(Stored items from a collection)
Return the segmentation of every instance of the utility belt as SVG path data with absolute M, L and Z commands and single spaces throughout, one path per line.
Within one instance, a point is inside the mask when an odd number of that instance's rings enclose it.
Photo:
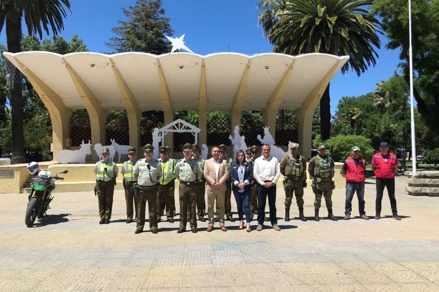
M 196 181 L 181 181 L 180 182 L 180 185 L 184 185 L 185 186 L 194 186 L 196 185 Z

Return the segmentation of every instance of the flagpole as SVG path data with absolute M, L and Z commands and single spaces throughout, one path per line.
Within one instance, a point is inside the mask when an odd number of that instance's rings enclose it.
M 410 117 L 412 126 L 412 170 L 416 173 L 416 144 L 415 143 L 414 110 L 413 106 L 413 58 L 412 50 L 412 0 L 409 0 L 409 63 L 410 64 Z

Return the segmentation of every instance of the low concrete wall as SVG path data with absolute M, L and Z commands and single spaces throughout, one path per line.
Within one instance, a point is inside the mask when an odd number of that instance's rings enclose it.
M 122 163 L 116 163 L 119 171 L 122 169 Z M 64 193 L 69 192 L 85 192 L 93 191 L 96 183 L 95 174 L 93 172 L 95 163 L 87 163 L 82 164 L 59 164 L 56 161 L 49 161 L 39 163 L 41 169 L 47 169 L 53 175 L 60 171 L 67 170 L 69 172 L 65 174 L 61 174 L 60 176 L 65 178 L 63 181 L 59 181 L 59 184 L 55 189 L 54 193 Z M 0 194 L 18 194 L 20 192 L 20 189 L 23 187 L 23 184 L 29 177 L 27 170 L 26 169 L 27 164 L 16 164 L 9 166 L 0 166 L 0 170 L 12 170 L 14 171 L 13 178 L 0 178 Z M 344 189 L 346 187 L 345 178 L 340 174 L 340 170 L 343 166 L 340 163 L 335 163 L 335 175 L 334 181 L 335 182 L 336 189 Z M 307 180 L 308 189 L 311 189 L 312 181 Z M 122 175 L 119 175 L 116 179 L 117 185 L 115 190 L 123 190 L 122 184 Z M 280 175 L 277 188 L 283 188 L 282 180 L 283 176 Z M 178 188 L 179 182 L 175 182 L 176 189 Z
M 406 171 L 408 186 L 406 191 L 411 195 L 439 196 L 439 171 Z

> [Task statement] Edit all of the records, replacing "one path per line" with "one path on each line" wherever it appears and leaving everything else unchanged. Omit the pictures from your answer.

> [Written response]
Return the segmentation of every instance of the utility belt as SVG path data with absolute M, L and Z commands and single spaces throughout, one path on each line.
Within one instance, a point is inside the mask when an odd number of that instance's rings enclose it.
Photo:
M 196 181 L 181 181 L 180 182 L 180 185 L 184 185 L 185 186 L 194 186 L 196 185 Z

Return the segmentation of every instance of the flagpole as SVG path data with absolute M, L and Z commands and single spaces throughout, one path on each line.
Within one instance, a point is inside the mask when an odd number of that instance's rings enclose it.
M 410 117 L 412 126 L 412 170 L 416 173 L 416 144 L 415 143 L 414 110 L 413 106 L 413 58 L 412 50 L 412 0 L 409 0 L 409 63 L 410 64 Z

Return the segmentation of every instance of the low concrete wall as SVG path data with absolute M, L and Z commands and single spaces throughout, one path on each line.
Within one instance, a point is inside the mask when an odd number of that instance's rings enclose it.
M 122 163 L 116 163 L 119 171 L 122 169 Z M 64 193 L 69 192 L 85 192 L 93 191 L 96 183 L 95 174 L 93 172 L 95 163 L 87 163 L 82 164 L 59 164 L 56 161 L 49 161 L 39 163 L 41 169 L 47 169 L 53 175 L 60 171 L 67 170 L 69 172 L 65 174 L 61 174 L 60 176 L 65 178 L 63 181 L 59 181 L 59 184 L 55 189 L 54 193 Z M 0 194 L 18 194 L 20 192 L 20 189 L 23 187 L 23 184 L 29 177 L 27 170 L 26 169 L 27 164 L 16 164 L 9 166 L 0 166 L 0 170 L 12 170 L 14 171 L 13 178 L 0 178 Z M 344 189 L 346 187 L 345 178 L 340 174 L 340 170 L 343 166 L 340 163 L 335 163 L 335 175 L 334 181 L 335 182 L 336 189 Z M 307 180 L 308 189 L 311 189 L 312 181 Z M 122 175 L 119 175 L 116 179 L 117 185 L 115 190 L 123 190 L 122 184 Z M 280 175 L 277 188 L 283 188 L 282 180 L 283 176 Z M 178 188 L 179 182 L 175 182 L 176 189 Z
M 406 171 L 408 186 L 406 191 L 411 195 L 439 196 L 439 171 Z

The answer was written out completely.